* **TASK REQUIREMENTS**:
A. Reproduce the archery forum text starting at "If you mean" and ending at "and world competition.", substituting "remarkable" for "tremendous".
B. Carry the archery forum thread forward from the point where it stops.

* **PASSAGE GIVEN**:
========================================

Some archers are tough!




> Another guy missing from that list might be Allen Rasor.


 If you mean the "top 20" then without a doubt. First person to score more than 1400 in any round and a tremendous field shooter with a raft of medals in national and world competition.



> why isn't there a hall of fame for shooters?


There is the http://www.archeryhalloffame.org/ but that is for all archers, not just target shooters. About a dozen of the roughly 70 inductees were best known as target archers but all did much more for the sport than just fill out scorecards. Most, but not all inductees, are Americans, which might arguably show a bad case of tunnel vision.

World Archery also has the equivalent, with the Gold, Silver and Bronze Plaquettes awarded by Congress.


----------



## Matt Z (Jul 22, 2003)

Surprised where Brady is getting listed by most. I guess until he wins that individual Olympic medal....

Also can we convince Darrell to pull a 'Rocky V' and come out of retirement to take on the young upstart Brady Ellison?!? I would pay to see that!


----------



## Rick McKinney (Mar 4, 2008)

========================================

A data block
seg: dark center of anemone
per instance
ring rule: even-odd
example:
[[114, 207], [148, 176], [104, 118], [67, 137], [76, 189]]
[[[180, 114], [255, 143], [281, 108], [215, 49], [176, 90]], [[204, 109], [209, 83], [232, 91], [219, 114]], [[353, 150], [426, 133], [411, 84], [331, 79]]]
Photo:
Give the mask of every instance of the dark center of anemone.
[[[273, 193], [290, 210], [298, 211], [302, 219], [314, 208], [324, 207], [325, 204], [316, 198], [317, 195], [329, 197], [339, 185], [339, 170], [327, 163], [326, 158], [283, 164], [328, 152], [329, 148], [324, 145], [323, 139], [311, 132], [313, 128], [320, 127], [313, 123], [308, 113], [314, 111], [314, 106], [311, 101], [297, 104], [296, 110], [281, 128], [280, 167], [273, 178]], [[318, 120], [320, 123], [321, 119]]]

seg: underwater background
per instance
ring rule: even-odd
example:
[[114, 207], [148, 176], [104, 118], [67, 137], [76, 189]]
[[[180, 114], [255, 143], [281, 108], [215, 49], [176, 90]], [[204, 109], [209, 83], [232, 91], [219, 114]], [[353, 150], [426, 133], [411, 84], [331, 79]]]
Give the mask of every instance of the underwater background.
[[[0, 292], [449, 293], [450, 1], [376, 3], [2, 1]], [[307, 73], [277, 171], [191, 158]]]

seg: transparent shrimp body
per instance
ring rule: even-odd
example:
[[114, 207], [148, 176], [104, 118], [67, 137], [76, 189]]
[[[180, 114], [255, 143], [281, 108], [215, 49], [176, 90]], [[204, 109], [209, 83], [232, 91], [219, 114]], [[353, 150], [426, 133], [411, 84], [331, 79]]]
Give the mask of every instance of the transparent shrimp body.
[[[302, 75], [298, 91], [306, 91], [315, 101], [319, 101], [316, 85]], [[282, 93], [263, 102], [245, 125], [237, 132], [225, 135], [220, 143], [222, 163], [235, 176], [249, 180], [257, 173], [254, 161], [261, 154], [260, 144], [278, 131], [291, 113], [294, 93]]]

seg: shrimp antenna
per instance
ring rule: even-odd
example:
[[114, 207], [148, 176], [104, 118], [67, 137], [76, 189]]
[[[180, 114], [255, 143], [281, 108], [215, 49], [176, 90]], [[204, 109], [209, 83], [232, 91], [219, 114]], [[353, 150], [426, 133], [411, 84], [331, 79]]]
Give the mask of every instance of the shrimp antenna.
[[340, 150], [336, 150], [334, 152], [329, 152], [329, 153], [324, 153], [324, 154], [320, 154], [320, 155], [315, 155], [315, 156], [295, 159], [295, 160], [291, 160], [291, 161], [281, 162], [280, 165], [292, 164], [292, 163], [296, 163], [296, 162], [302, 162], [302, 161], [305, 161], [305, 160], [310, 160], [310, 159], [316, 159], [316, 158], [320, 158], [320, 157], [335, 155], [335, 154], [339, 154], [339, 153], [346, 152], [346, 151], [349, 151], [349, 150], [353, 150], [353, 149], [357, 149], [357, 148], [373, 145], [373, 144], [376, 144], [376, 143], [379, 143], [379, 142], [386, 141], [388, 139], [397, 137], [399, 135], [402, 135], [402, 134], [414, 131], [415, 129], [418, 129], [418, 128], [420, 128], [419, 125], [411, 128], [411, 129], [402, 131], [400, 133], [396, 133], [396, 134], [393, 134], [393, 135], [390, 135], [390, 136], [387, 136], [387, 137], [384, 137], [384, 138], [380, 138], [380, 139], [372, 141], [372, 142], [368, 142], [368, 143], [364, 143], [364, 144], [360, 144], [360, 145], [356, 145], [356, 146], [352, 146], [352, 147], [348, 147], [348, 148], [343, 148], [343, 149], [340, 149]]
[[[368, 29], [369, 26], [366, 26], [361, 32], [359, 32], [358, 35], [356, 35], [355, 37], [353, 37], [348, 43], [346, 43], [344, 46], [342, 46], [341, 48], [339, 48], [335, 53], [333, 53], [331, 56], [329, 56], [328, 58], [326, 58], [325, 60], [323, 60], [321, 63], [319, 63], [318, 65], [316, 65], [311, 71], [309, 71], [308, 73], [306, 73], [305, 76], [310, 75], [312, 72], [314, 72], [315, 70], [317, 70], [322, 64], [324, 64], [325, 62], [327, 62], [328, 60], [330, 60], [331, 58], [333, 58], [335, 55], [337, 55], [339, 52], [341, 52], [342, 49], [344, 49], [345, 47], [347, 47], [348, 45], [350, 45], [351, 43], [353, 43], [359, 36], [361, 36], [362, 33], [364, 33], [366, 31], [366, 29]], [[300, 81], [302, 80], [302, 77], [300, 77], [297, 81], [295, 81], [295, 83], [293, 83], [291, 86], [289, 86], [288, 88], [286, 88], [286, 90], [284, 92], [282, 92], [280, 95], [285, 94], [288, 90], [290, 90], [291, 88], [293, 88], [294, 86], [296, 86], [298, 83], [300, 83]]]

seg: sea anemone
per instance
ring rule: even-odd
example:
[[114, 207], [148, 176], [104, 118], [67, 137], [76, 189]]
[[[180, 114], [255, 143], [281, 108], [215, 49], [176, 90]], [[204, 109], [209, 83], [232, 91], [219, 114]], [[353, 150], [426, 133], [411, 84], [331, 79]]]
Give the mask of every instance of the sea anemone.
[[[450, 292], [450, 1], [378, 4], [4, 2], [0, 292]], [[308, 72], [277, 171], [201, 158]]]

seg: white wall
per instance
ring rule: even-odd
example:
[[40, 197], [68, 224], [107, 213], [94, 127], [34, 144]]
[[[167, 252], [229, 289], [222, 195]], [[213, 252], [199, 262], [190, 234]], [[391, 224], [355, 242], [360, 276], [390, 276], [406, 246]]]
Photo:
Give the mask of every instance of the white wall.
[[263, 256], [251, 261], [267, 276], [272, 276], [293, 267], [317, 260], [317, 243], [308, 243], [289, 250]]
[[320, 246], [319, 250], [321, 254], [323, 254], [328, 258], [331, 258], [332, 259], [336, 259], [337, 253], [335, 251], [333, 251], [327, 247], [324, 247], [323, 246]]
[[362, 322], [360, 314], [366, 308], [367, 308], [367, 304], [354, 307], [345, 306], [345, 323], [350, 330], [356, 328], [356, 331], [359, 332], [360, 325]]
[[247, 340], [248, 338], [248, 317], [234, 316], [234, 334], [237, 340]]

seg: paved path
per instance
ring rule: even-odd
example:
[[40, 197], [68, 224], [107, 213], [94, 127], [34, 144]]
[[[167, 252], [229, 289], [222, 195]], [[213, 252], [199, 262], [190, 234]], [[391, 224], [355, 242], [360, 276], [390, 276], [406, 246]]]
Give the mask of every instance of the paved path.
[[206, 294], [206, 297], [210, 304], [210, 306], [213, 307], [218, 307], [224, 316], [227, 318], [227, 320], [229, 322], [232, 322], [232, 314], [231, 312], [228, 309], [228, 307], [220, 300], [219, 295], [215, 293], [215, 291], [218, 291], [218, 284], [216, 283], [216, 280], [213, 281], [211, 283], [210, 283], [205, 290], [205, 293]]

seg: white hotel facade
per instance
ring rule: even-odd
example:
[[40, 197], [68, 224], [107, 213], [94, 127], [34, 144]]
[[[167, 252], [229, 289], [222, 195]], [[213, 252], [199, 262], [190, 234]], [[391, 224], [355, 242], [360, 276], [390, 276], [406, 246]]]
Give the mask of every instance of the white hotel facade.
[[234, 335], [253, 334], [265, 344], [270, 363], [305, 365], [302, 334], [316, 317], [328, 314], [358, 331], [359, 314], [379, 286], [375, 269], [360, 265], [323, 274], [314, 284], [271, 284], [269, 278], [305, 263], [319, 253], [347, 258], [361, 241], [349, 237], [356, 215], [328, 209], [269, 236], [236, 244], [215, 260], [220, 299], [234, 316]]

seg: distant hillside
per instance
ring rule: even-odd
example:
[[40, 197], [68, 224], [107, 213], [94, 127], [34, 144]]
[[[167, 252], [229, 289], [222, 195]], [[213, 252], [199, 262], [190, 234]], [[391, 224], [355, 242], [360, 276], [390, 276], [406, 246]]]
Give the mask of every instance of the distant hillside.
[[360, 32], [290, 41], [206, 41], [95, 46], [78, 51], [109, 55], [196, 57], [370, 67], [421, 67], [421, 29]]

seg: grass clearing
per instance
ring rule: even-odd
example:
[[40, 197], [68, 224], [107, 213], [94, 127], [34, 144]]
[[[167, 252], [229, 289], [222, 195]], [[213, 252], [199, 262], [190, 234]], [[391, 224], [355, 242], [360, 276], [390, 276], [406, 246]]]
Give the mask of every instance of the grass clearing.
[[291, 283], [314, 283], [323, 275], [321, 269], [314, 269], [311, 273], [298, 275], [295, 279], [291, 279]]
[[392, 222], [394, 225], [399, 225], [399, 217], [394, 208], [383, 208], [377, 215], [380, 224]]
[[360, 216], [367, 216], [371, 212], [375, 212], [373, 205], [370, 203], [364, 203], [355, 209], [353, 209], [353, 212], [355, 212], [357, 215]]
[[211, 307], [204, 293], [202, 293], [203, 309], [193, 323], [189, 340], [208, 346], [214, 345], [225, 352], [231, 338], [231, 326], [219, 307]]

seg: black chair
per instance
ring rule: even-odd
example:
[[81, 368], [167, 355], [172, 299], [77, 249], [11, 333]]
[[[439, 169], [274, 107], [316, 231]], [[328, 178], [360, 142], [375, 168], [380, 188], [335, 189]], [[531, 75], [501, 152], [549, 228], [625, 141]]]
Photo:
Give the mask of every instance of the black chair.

========================================

* **RESULTS OF THE TASKS**:
A.
If you mean the "top 20" then without a doubt. First person to score more than 1400 in any round and a remarkable field shooter with a raft of medals in national and world competition.

B.
I agree, that I forgot Allan Rasor. My bad. I would take out Joe Franchin. The others I feel comfortable of keeping. Most have won at least an adult national title or made a few world teams. As for Brady. His listing is due to his World and Olympic accomplishments. However, I hope that he is not finished yet and will become one of the great ones. That is up to him, not us. I would put Allan between Steve Lieberman and Glenn Meyers.


----------



## limbwalker (Sep 26, 2003)

> Surprised where Brady is getting listed by most. I guess until he wins that individual Olympic medal....


Brady has a way to go yet, but I'm confident he will get there in time. Fact is, the most accomplished Olympic archer we have still shooting is Vic. Individual medalist, team medalist and top individual finish for the U.S. in three consecutive Olympic games. That is one hell of an impressive Olympic resume that won't be eclipsed anytime soon.

John


----------



## Vittorio (Jul 17, 2003)

Rick McKinney said:


> I agree, that I forgot Allan Rasor. My bad. I would take out Joe Franchin. The others I feel comfortable of keeping. Most have won at least an adult national title or made a few world teams. As for Brady. His listing is due to his World and Olympic accomplishments. However, I hope that he is not finished yet and will become one of the great ones. That is up to him, not us. I would put Allan between Steve Lieberman and Glenn Meyers.


Thanks for mentioning Allan Rasor, I was going to write about him. He is still in my memory as having an incredible potential, never fully exploded.


----------



## Jim C (Oct 15, 2002)

another one to consider is former national champion (73 IIRC) Kevin Erlandson


----------



## limbwalker (Sep 26, 2003)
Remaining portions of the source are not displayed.